Job A:
Which lines of the records contain the string "bottle"? Gather each such line and copy it out, treating uppercase and lowercase as different.

- Born: 1952 (age 73–74) Sydney, New South Wales, Australia
- Education: University of New South Wales; Columbia University; University of Technology, Sydney;
- Occupation: Writer
- Website: suzannefalkiner.com

= Suzanne Falkiner =

Australian writer (born 1952)

Suzanne Falkiner (born 1952) is an Australian writer.

== Biography ==
Born in Sydney, Australia, Falkiner grew up in western New South Wales. She graduated with a Bachelor of Arts degree from the University of New South Wales and later completed postgraduate courses in fiction, non-fiction and editing at Columbia University. In 2005 she was awarded a Doctorate of Creative Arts by the University of Technology Sydney. After travelling extensively and working in various publishing and editing positions, she currently lives in Sydney and works as a full-time writer.

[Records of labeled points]
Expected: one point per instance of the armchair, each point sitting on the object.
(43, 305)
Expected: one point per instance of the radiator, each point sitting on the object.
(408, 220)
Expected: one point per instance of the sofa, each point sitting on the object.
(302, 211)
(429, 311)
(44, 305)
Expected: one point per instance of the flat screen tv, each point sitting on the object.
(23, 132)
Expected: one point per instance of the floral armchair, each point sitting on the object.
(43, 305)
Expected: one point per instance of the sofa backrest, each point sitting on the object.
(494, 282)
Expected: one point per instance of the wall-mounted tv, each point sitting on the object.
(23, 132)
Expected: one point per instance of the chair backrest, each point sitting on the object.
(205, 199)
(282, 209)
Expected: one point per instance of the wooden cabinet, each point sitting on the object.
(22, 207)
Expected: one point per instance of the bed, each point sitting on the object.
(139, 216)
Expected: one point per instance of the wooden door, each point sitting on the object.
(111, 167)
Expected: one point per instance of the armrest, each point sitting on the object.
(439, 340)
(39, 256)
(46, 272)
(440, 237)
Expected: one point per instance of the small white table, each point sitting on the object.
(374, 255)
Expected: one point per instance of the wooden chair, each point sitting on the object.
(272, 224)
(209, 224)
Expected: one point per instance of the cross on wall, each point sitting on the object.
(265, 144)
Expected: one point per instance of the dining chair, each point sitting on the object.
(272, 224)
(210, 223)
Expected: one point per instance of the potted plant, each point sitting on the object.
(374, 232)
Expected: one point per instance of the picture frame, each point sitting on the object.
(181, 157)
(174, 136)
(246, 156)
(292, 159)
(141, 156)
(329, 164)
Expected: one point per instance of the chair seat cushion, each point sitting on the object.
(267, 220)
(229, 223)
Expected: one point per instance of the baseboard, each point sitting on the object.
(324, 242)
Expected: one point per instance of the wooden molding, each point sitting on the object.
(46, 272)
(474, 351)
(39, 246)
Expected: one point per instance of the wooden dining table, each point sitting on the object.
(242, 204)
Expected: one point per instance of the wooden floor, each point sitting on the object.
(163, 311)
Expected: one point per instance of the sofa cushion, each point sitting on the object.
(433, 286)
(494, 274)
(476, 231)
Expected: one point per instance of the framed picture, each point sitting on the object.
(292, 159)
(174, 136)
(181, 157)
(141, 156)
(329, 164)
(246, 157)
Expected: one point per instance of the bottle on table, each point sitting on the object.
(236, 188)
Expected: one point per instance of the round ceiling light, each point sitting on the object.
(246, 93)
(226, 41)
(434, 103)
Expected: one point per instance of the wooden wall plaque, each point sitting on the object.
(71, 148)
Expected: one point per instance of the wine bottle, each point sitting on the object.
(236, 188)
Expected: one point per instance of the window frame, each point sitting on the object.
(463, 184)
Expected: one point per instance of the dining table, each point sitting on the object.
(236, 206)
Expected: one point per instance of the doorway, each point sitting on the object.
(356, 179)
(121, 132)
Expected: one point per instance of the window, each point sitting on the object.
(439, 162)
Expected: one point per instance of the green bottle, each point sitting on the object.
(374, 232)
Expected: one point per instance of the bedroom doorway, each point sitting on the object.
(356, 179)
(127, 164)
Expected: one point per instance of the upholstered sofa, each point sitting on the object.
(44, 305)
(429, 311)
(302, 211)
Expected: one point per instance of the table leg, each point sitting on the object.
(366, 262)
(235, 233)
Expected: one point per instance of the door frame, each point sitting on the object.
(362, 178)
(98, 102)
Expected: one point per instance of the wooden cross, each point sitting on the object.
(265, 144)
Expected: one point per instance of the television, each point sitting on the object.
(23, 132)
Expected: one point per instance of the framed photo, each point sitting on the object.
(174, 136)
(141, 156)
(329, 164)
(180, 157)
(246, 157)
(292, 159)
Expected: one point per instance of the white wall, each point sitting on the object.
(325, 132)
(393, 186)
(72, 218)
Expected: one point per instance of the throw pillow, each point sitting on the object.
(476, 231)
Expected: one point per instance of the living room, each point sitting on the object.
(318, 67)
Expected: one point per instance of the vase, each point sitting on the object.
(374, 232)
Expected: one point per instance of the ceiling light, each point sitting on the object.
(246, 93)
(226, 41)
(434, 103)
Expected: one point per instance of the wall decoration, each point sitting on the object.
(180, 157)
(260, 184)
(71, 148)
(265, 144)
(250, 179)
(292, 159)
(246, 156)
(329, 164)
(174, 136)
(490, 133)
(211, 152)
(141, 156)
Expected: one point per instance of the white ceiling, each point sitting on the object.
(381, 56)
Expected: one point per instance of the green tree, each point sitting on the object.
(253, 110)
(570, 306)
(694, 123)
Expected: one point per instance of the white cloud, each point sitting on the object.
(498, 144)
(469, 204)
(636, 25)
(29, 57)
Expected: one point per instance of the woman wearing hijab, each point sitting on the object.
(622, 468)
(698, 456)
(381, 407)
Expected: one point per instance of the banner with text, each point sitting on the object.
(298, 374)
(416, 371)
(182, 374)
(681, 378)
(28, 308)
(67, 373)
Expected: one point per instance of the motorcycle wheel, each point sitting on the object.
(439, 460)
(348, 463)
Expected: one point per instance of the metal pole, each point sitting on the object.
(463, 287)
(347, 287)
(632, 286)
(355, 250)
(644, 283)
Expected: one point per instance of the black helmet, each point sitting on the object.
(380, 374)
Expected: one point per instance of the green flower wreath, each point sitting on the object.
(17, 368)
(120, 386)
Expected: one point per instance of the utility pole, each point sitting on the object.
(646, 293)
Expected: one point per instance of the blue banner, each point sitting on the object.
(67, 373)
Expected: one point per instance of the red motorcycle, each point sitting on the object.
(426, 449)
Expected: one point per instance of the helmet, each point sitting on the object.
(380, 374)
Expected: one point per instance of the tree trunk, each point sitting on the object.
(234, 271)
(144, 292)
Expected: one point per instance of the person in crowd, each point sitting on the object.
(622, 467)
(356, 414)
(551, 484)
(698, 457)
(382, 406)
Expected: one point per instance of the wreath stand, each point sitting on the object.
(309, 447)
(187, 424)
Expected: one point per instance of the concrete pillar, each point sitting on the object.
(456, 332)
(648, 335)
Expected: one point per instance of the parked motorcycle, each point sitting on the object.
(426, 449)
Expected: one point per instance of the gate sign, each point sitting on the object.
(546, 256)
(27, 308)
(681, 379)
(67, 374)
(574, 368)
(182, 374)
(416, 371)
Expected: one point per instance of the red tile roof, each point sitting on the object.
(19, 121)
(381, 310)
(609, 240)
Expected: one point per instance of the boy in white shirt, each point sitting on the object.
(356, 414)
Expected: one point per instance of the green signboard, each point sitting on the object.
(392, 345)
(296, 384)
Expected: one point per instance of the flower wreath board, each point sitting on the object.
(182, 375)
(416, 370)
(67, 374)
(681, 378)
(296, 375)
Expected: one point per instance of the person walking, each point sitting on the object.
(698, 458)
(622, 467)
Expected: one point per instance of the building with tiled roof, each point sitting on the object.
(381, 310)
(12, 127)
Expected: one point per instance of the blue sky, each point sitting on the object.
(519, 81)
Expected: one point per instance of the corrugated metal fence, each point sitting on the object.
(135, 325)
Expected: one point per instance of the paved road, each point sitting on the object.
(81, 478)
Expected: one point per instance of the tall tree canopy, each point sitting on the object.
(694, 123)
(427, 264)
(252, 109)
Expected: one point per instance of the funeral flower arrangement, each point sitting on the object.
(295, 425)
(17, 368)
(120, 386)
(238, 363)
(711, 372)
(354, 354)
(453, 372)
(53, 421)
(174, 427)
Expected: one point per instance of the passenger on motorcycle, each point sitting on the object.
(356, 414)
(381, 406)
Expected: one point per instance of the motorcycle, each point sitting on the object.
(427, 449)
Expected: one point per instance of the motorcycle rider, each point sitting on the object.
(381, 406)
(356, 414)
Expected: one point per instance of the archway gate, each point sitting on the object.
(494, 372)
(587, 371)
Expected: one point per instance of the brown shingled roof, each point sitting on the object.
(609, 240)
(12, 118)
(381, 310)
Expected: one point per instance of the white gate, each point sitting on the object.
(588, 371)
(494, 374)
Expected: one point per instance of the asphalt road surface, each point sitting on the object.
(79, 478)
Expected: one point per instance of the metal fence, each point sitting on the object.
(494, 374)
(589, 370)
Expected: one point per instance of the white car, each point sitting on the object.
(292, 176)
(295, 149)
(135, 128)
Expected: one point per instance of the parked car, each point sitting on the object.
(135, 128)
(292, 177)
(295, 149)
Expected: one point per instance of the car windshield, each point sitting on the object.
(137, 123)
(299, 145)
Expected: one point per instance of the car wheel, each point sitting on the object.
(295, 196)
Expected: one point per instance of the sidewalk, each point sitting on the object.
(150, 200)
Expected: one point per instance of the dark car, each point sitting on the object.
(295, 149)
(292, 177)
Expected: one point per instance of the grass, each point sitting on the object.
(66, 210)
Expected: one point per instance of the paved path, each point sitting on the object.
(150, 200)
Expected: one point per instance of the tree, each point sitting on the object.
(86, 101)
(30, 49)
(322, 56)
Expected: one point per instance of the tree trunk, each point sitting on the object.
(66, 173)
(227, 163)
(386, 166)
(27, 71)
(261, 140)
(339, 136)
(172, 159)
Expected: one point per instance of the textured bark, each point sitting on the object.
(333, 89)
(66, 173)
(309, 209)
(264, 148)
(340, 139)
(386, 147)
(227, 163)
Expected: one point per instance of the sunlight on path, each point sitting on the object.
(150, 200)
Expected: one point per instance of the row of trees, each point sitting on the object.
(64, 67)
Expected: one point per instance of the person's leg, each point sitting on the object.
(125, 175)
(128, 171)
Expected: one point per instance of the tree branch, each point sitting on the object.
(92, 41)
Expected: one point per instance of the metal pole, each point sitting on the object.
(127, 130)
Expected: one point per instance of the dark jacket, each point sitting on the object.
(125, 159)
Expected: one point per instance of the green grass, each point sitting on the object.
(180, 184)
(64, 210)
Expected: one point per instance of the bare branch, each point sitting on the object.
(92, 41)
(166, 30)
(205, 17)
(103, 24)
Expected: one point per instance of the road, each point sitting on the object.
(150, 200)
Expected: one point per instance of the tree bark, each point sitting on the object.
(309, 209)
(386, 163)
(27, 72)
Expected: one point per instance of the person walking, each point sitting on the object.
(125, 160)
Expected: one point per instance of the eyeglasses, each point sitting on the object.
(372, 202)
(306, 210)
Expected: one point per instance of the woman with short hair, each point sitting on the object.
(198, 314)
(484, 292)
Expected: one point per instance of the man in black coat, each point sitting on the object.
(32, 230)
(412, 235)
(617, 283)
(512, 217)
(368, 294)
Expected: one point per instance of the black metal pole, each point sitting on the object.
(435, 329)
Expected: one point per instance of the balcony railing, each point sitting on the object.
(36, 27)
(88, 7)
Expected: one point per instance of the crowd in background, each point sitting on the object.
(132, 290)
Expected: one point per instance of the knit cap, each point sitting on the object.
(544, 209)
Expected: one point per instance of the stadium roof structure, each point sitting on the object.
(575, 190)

Job B:
Answer these questions about the Suzanne Falkiner biography, one per line:
(i) What website does the biography list for her?
(ii) In which region did she grow up?
(iii) In what year did she receive a Doctorate of Creative Arts?

Correct answer A:
Expected: one point per instance of the bottle on table, each point sitting on the object.
Expected: one point per instance of the wine bottle, each point sitting on the object.
Expected: one point per instance of the green bottle, each point sitting on the object.

Correct answer B:
(i) suzannefalkiner.com
(ii) Western New South Wales
(iii) 2005